* _WHAT IS REQUIRED_:
Transcribe the whole listing without a single picture.

* _DATASET RECORDS_:
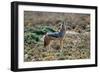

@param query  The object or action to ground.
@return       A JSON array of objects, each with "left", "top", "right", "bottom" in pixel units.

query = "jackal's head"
[{"left": 59, "top": 22, "right": 66, "bottom": 31}]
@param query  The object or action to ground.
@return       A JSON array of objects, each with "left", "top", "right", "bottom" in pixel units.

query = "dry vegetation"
[{"left": 24, "top": 11, "right": 90, "bottom": 62}]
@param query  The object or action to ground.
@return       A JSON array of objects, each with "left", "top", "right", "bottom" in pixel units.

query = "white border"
[{"left": 18, "top": 5, "right": 95, "bottom": 68}]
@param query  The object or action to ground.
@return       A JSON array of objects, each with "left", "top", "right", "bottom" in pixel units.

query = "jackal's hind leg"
[{"left": 60, "top": 40, "right": 63, "bottom": 52}]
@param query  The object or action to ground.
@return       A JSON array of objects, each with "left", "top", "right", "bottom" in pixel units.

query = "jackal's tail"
[{"left": 44, "top": 35, "right": 50, "bottom": 47}]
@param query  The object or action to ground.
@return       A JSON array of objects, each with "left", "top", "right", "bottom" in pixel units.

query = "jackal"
[{"left": 44, "top": 23, "right": 66, "bottom": 51}]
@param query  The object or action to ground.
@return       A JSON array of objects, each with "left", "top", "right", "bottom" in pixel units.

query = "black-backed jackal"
[{"left": 44, "top": 23, "right": 66, "bottom": 51}]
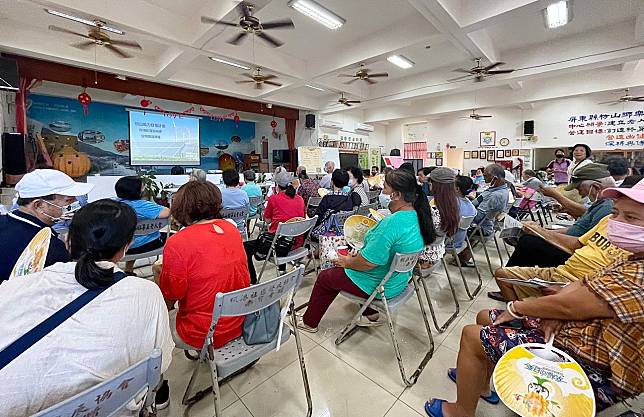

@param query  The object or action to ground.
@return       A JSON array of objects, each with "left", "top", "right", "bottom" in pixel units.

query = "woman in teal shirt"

* _ANSWER FOR THIS EXERCISE_:
@param query  The object or action to ground.
@return       A JSON array of objects, each with "left", "top", "right", "bottom" in pixel units.

query = "jackal's head"
[{"left": 59, "top": 22, "right": 66, "bottom": 31}]
@param query  The object or action to ground.
@return       A JSON array of objects, each with "left", "top", "right", "bottom" in pixel units.

query = "dry vegetation"
[{"left": 24, "top": 11, "right": 90, "bottom": 62}]
@param query  The object or action to ground.
@return       A JSON array of objects, each with "left", "top", "right", "bottom" in pixel units.

query = "white border"
[{"left": 18, "top": 5, "right": 95, "bottom": 68}]
@param query  The object or action to ground.
@return       A JSON array of objects, each with "left", "top", "right", "bottom" in pixel units.

query = "jackal's hind leg"
[{"left": 60, "top": 40, "right": 63, "bottom": 52}]
@param query  The object or action to ground.
@return       A JSON array of objects, each with "left", "top", "right", "bottom" in pixel units.

query = "jackal's tail"
[{"left": 44, "top": 35, "right": 50, "bottom": 47}]
@param query  The object or action to ground.
@return       A JSON array of objects, each with "left", "top", "right", "bottom" in pixel units.

query = "jackal"
[{"left": 44, "top": 23, "right": 66, "bottom": 51}]
@param query  The object or action to ground.
@return       A JSON array of objects, each with "left", "top", "right", "bottom" in pixel units.

query = "black-backed jackal"
[{"left": 44, "top": 23, "right": 66, "bottom": 51}]

@param query  The object or action to ground.
@return       A JSON array of objects, each with "left", "top", "right", "bottom" in pixel units.

query = "woman in teal shirt"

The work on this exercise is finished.